- **Trecho apresentado**
##########
Ainda que o texto estabeleça que a internação involuntária só aconteça depois de formalizada a decisão por um médico responsável, especialistas entendem que a lei abre um precedente perigoso. “Agora é possível imaginar que assistentes sociais que atuem na região da Luz, zona central de São Paulo, comecem a apontar os indivíduos para internação. Aí imagine que essas pessoas serão levadas à força para um hospital, para então terem a chancela de um médico, que a essa altura pode se sentir pressionado a fazer a indicação pela internação”, avalia o psiquiatra do Hospital das Clínicas da USP e do CAPS Álcool e Drogas da Sé, Leon Garcia.

O especialista entende que é um retrocesso apostar na internação involuntária em massa como estratégia da política de drogas no Brasil. “Estamos discutindo a exceção da exceção dentro de uma lógica punitiva em que a perda de direitos é entendida como tratamento. Continuamos achando que criminalizar o usuário serve para prevenir e que tirar o direito de ir e vir da pessoa dependente ajuda no tratamento. Está claro que não”, critica o especialista.
##########
- **Entradas extraídas**

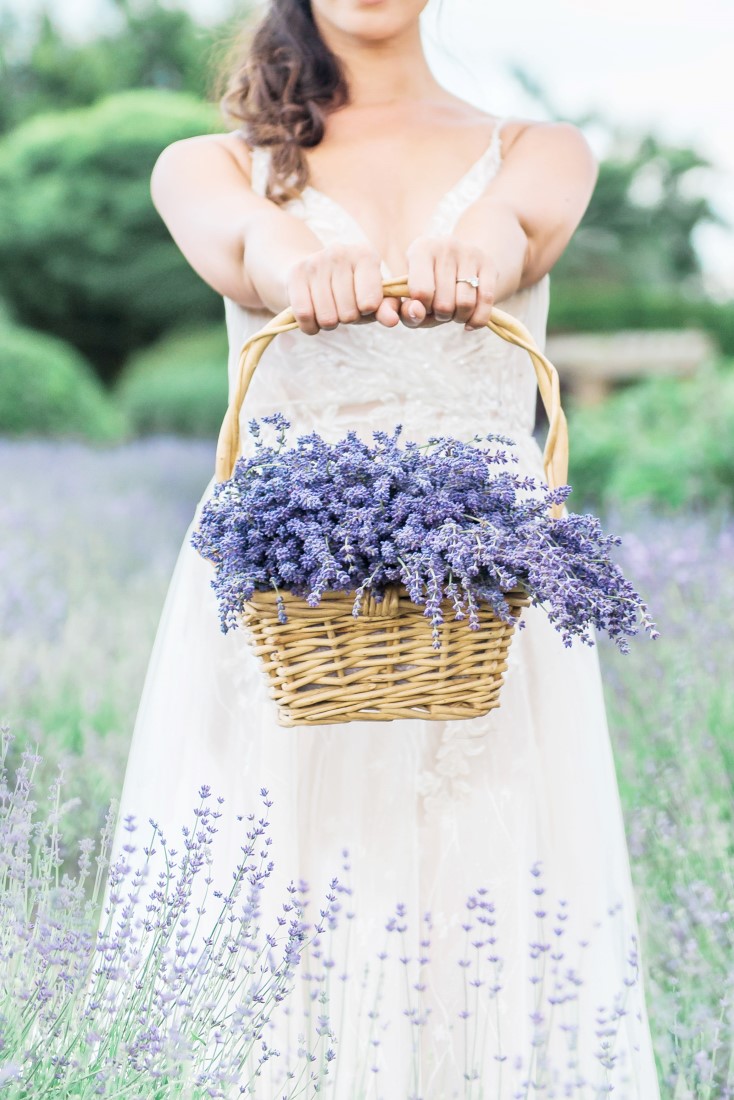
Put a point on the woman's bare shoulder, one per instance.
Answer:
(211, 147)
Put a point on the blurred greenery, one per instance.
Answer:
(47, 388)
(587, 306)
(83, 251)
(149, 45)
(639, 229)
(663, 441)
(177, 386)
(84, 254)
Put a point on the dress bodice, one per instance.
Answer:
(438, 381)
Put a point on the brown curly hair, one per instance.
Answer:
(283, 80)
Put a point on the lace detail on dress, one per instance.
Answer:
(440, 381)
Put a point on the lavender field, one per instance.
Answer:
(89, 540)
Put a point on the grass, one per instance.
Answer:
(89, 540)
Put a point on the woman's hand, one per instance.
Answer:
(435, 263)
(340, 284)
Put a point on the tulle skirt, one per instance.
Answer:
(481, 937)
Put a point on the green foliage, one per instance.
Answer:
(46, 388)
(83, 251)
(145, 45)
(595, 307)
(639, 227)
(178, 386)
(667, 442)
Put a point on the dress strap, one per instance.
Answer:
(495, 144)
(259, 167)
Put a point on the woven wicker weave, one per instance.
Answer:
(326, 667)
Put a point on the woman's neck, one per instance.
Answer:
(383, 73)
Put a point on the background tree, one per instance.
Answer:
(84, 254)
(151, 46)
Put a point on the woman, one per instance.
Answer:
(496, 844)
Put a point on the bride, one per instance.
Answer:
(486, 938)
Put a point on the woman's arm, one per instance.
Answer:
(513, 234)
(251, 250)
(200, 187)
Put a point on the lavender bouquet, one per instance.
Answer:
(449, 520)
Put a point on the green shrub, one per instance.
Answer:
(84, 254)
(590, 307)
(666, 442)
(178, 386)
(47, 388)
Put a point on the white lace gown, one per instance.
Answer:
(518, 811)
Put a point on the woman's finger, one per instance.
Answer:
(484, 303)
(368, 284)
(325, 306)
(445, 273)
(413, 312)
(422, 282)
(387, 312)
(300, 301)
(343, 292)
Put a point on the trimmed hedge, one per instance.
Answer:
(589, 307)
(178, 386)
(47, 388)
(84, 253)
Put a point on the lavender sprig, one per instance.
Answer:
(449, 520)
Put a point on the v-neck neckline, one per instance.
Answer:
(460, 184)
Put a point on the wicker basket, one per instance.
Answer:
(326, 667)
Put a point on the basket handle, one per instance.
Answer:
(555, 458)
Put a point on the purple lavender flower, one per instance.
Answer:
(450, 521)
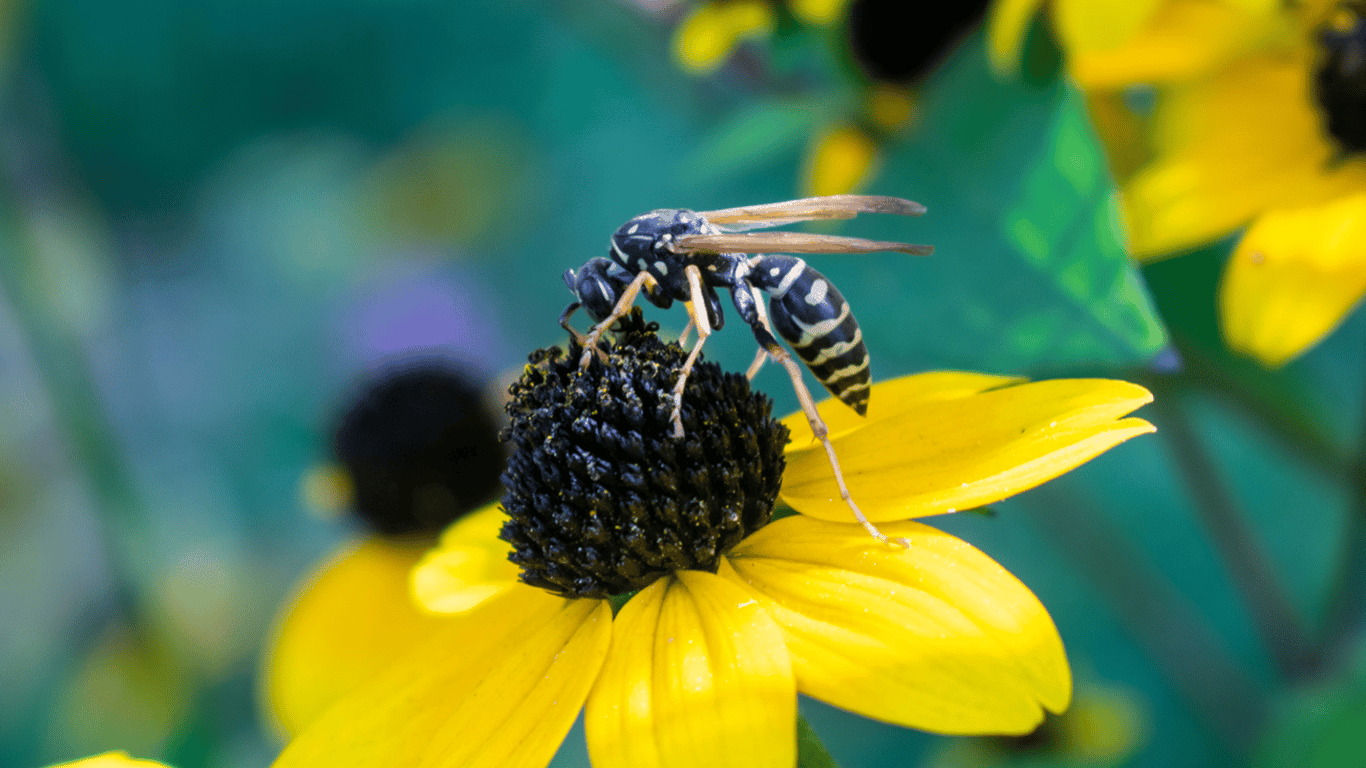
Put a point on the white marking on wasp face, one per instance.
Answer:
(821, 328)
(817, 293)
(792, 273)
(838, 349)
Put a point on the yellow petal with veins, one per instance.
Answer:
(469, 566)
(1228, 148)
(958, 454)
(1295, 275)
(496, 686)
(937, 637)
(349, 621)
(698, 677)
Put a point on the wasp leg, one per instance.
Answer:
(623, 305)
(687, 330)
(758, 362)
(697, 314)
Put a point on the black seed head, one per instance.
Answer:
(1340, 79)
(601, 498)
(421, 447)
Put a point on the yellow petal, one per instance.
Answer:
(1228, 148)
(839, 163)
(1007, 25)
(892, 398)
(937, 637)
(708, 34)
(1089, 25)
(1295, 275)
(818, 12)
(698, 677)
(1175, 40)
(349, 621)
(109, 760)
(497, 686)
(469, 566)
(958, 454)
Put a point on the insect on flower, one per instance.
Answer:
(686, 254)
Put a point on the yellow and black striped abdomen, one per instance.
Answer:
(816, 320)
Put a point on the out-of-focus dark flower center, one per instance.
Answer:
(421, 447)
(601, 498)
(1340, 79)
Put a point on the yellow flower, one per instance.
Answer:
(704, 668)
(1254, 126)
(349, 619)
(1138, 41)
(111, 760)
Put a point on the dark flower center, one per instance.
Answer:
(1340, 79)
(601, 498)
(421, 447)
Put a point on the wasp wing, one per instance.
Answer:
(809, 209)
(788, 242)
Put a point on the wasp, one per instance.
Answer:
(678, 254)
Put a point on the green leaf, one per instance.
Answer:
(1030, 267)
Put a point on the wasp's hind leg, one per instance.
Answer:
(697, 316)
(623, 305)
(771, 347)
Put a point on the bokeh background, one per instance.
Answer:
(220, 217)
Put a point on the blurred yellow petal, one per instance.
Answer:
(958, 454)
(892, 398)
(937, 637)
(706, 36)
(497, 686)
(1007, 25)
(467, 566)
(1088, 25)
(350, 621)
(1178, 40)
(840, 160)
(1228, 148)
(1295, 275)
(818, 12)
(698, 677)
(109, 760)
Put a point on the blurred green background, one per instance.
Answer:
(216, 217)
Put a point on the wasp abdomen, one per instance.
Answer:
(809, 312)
##########
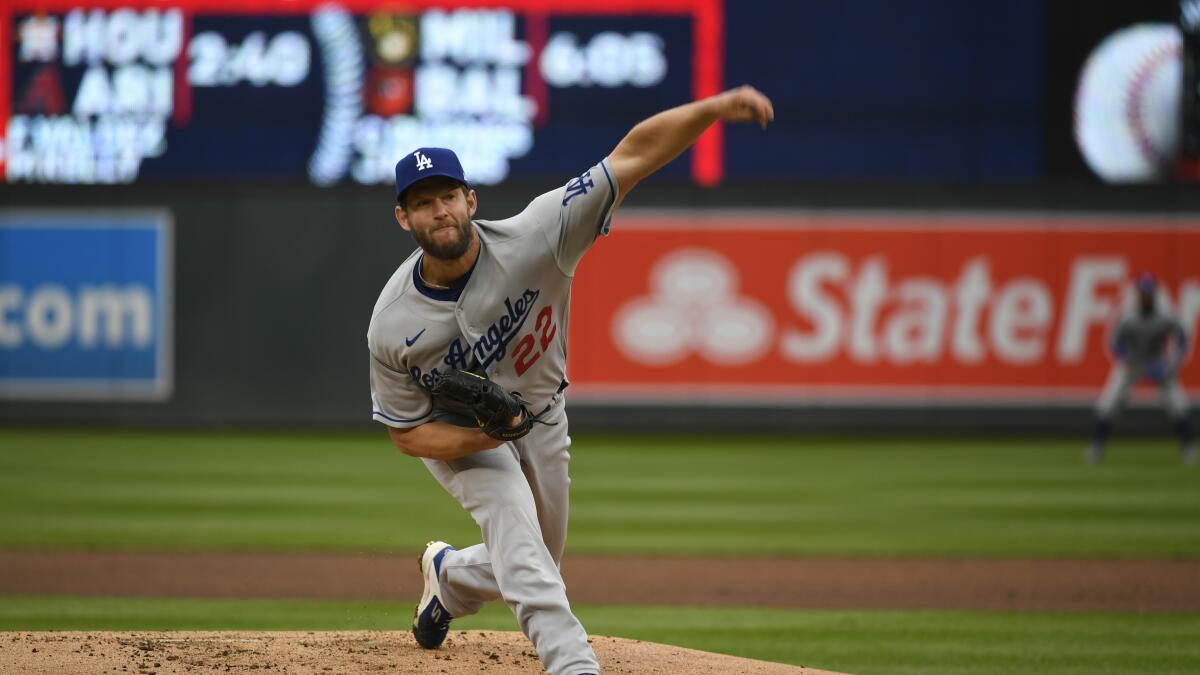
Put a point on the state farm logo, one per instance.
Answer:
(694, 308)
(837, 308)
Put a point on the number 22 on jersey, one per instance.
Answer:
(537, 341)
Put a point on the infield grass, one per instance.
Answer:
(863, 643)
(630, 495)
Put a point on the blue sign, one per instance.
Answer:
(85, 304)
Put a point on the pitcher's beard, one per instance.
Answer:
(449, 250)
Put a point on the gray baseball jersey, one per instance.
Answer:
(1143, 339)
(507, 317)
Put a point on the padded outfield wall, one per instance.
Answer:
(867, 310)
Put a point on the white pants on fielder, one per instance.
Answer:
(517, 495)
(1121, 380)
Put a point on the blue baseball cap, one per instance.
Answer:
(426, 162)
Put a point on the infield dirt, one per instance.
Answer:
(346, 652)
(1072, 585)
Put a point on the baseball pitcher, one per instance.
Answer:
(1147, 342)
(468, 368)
##########
- **Atividades**
a - No trecho sobre internação involuntária, em que zona de São Paulo fica a região da Luz?
b - Reproduza fielmente uma parte do trecho sobre internação involuntária: comece nas palavras "Ainda que o" e pare depois de "Sé, Leon Garcia.".
c - Retome o texto sobre internação involuntária e continue-o a partir da última frase apresentada.
As entradas não têm nenhum papel nestas atividades.

- **Respostas esperadas**
a - Na zona central de São Paulo.

b -
Ainda que o texto estabeleça que a internação involuntária só aconteça depois de formalizada a decisão por um médico responsável, especialistas entendem que a lei abre um precedente perigoso. “Agora é possível imaginar que assistentes sociais que atuem na região da Luz, zona central de São Paulo, comecem a apontar os indivíduos para internação. Aí imagine que essas pessoas serão levadas à força para um hospital, para então terem a chancela de um médico, que a essa altura pode se sentir pressionado a fazer a indicação pela internação”, avalia o psiquiatra do Hospital das Clínicas da USP e do CAPS Álcool e Drogas da Sé, Leon Garcia.

c -
 

Para ele, o caminho é continuar ampliando a rede de serviços abertos que podem fazer internação, caso dos CAPS (Centros de Atenção Psicossocial). “Aqui em São Paulo, por exemplo, temos várias unidades pelos territórios. As equipes vão até as pessoas que não se encaminham às unidades, conversam, estabelecem vínculos e, nesse contexto, a internação é oferecida”, esclarece.

“Como vai ficar a credibilidade e a possibilidade das equipes de saúde estabelecerem vínculos, se começar a acontecer a internação involuntária em massa? Quando as pessoas que usam drogas começarem a ver os profissionais de saúde ou de assistência social como uma ameaça à sua liberdade, vão fugir deles como hoje fogem da Polícia. Isso vai destruir a possibilidade de vínculos, e é difícil recuperá-la depois”, sentencia.

A lei ainda grafa que a internação involuntária perdurará pelo prazo máximo de 90 dias, tempo necessário para desintoxicação, e tenha seu término determinado pelo médico responsável. Também considera que a família ou o representante legal pode, a qualquer tempo, requerer ao médico a interrupção do tratamento. Ainda de acordo com a lei, a indicação deve acontecer depois da avaliação sobre o tipo de droga utilizada, o padrão de uso e na hipótese comprovada da impossibilidade de utilização de outras alternativas terapêuticas previstas na rede de atenção à saúde.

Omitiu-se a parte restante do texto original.